▸ Short task
Reproduce the whole February 2012 archive text below word for word, keeping every line and character unchanged.

▸ Text excerpt
-*-*-

Monthly Archives: February 2012
Another hectic week for me – but the team is 2-0, and we’re on to the next one! I’ll keep you all posted 😉
Also, HAPPY ALL STAR WEEKEND! Basketball (particularly the Miami Heat & one LeBron James) = my favorite thing on the planet. So I’m happy this evening.
I don’t really have a post planned, but I finally caught up on some reading and wanted to share some stuff that I found pretty cool. These are my “ALL STAR” picks of the week. Enjoy! I’ll be back at it next week with some new videos!
^ Even though I’m a huge pull up fan, I love the points Eric brings up. Obviously his main clientele consists of major league baseball players, where elbow health is PRIORITY – but its just another great reminder that no exercise fits all. Some people can get away with living & breathing pull ups, while others would be better suited with alternate forms of pulling.
^For my bad ass females who SHOULD be focusing on chin ups. Here’s some cool variations to get you there! & I love how Tony writes, haha.

-*-*-

▸ Data records

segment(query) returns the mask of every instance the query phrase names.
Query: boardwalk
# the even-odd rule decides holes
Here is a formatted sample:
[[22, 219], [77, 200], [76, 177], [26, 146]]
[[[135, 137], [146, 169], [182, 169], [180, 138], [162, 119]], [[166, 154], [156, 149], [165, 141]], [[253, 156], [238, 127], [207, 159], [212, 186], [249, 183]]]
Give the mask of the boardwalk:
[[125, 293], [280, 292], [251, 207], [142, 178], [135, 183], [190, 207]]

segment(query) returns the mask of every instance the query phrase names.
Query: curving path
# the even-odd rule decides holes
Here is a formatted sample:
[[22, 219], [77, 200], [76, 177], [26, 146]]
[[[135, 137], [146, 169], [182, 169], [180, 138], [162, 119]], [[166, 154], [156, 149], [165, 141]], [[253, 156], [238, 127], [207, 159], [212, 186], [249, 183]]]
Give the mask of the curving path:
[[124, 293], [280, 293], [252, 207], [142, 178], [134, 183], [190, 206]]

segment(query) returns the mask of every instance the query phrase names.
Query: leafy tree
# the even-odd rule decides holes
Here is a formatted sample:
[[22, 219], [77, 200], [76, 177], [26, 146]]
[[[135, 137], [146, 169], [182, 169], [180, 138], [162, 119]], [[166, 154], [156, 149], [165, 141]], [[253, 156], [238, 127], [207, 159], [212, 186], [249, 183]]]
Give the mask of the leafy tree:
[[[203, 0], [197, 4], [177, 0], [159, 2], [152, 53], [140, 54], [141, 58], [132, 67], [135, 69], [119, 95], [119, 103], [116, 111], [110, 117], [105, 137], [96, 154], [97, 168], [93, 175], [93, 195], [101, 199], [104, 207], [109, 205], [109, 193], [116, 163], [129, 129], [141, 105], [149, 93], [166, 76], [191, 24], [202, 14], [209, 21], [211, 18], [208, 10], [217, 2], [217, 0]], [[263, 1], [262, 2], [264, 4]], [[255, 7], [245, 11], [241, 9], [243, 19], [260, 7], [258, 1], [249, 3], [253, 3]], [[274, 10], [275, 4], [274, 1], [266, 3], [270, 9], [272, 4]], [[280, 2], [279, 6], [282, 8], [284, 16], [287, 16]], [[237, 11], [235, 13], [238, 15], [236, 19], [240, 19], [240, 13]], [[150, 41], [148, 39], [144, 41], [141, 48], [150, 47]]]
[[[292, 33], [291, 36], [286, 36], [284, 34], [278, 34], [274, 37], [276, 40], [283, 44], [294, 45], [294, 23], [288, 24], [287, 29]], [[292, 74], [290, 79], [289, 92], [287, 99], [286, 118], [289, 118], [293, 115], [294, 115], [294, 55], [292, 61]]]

-*-*-

▸ Task result
Monthly Archives: February 2012
Another hectic week for me – but the team is 2-0, and we’re on to the next one! I’ll keep you all posted 😉
Also, HAPPY ALL STAR WEEKEND! Basketball (particularly the Miami Heat & one LeBron James) = my favorite thing on the planet. So I’m happy this evening.
I don’t really have a post planned, but I finally caught up on some reading and wanted to share some stuff that I found pretty cool. These are my “ALL STAR” picks of the week. Enjoy! I’ll be back at it next week with some new videos!
^ Even though I’m a huge pull up fan, I love the points Eric brings up. Obviously his main clientele consists of major league baseball players, where elbow health is PRIORITY – but its just another great reminder that no exercise fits all. Some people can get away with living & breathing pull ups, while others would be better suited with alternate forms of pulling.
^For my bad ass females who SHOULD be focusing on chin ups. Here’s some cool variations to get you there! & I love how Tony writes, haha.